- [REQUIREMENTS]: List every line in the records below that contains the word "solar", copying each line whole. Case counts, so include a line only if the word appears with exactly that capitalization.

- [TASK DATA]:
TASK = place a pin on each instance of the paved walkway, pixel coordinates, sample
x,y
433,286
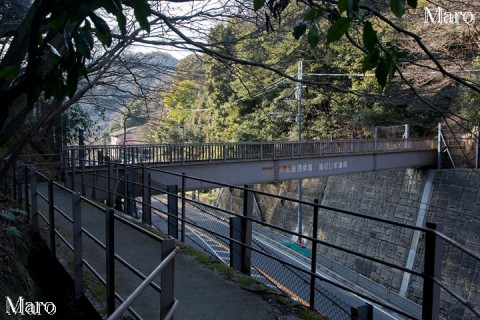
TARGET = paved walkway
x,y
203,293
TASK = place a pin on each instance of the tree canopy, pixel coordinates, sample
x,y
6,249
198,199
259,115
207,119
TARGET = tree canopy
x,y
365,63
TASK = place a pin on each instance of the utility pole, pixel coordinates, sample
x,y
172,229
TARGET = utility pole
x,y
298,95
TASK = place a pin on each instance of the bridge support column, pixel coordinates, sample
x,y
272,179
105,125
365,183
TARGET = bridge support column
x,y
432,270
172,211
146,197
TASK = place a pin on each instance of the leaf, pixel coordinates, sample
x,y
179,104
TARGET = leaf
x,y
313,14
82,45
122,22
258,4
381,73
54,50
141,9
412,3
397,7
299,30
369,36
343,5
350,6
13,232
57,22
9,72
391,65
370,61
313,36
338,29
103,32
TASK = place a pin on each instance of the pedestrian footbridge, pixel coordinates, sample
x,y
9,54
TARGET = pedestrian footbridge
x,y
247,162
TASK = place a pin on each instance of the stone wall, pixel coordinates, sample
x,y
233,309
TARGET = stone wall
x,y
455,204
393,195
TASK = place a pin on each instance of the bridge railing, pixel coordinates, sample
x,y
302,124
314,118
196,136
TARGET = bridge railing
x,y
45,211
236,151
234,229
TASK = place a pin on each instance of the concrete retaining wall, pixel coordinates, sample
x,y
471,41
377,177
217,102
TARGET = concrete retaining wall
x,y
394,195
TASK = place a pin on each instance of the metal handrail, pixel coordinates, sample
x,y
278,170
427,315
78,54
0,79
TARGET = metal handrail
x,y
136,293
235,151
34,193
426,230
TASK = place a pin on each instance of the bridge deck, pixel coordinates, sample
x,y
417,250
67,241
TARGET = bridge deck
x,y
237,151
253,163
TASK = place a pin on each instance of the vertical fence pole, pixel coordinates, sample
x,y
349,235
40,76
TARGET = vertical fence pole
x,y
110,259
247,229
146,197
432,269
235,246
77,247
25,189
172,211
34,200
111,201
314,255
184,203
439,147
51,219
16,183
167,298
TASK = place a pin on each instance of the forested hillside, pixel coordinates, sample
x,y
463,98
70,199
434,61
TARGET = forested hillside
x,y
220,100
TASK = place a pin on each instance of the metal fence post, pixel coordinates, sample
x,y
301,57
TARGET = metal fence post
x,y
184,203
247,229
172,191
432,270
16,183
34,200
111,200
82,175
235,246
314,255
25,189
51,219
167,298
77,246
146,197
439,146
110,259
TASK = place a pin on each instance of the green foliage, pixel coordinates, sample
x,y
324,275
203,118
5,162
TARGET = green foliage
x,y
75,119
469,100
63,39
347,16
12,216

...

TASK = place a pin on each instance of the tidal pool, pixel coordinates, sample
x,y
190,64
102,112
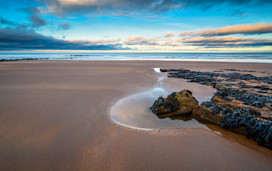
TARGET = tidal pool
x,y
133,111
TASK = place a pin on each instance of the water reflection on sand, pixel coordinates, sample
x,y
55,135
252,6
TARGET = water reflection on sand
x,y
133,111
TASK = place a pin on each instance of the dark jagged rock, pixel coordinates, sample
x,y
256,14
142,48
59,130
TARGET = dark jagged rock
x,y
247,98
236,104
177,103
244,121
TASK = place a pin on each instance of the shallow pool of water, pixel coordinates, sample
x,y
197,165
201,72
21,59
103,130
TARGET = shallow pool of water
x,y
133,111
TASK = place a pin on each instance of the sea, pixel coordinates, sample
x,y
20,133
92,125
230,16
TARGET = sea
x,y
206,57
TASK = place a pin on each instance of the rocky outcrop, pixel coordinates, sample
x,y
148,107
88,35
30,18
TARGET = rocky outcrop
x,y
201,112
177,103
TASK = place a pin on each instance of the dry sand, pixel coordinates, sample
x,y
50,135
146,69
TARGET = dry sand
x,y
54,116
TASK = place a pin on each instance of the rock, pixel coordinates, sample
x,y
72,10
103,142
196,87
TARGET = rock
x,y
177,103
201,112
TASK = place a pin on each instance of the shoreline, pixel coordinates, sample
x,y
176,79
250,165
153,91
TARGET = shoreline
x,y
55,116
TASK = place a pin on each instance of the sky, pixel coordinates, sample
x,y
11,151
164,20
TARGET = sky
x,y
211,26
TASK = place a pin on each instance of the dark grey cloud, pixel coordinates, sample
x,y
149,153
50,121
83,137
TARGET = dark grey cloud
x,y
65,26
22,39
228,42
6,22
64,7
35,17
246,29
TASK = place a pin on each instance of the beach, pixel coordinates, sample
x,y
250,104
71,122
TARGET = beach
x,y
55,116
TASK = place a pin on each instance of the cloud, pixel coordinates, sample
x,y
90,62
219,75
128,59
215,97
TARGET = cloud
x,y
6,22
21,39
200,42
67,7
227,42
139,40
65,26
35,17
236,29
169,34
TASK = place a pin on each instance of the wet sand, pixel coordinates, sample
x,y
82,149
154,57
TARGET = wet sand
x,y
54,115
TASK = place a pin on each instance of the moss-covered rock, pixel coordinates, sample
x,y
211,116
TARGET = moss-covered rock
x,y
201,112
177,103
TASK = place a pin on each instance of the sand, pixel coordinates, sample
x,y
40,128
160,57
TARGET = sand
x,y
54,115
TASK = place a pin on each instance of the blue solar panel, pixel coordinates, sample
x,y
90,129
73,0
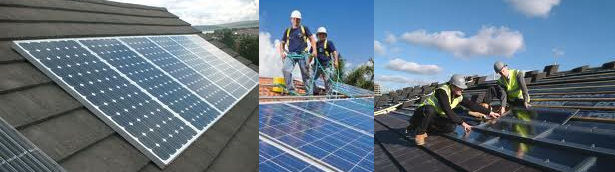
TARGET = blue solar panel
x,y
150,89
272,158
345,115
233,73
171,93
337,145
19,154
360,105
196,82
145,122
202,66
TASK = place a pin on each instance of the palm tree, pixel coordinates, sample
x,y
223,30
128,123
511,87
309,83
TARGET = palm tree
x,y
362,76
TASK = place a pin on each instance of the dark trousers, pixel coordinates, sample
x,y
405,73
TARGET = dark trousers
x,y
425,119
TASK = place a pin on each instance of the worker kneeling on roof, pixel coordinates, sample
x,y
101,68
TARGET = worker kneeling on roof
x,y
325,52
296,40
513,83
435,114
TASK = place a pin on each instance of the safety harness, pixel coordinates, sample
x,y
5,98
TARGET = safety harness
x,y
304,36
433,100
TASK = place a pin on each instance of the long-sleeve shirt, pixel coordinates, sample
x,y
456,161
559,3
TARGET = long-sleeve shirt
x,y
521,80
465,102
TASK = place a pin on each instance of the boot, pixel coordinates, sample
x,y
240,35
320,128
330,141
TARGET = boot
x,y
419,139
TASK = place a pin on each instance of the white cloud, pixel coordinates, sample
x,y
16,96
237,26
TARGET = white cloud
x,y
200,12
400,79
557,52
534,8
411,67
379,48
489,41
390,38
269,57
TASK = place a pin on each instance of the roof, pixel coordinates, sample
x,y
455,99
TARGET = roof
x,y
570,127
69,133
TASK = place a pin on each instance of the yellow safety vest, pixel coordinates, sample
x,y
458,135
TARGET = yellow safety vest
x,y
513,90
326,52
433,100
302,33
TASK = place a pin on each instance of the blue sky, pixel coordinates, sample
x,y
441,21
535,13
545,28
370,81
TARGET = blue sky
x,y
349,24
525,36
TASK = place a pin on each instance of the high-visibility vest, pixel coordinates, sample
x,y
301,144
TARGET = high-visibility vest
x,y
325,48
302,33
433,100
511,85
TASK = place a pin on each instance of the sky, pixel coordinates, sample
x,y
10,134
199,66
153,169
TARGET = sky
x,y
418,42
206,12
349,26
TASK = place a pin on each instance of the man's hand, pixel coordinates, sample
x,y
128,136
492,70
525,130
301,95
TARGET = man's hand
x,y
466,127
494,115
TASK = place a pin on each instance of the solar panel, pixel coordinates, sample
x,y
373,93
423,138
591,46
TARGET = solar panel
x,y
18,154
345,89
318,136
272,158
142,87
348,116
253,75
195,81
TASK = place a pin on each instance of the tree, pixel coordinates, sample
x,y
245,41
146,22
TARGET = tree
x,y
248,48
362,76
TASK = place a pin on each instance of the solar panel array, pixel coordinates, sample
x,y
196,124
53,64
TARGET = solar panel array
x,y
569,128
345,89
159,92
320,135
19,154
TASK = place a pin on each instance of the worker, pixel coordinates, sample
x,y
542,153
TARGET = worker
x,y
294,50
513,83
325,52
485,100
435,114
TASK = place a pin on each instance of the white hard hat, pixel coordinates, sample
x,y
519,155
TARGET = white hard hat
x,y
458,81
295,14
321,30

- [OUTPUT OF THE TASK]:
TASK = place a pin on each instance of the blue solar panel, pixel coordinates, sample
TARGET = blue solar panel
TASK = place a pin on each instance of the solar panel, pixel coordinates, sample
TARGET = solar panel
TASK = place a pin on each instance of the solar panel array, pixel coordinates, sample
TARGET = solar panel array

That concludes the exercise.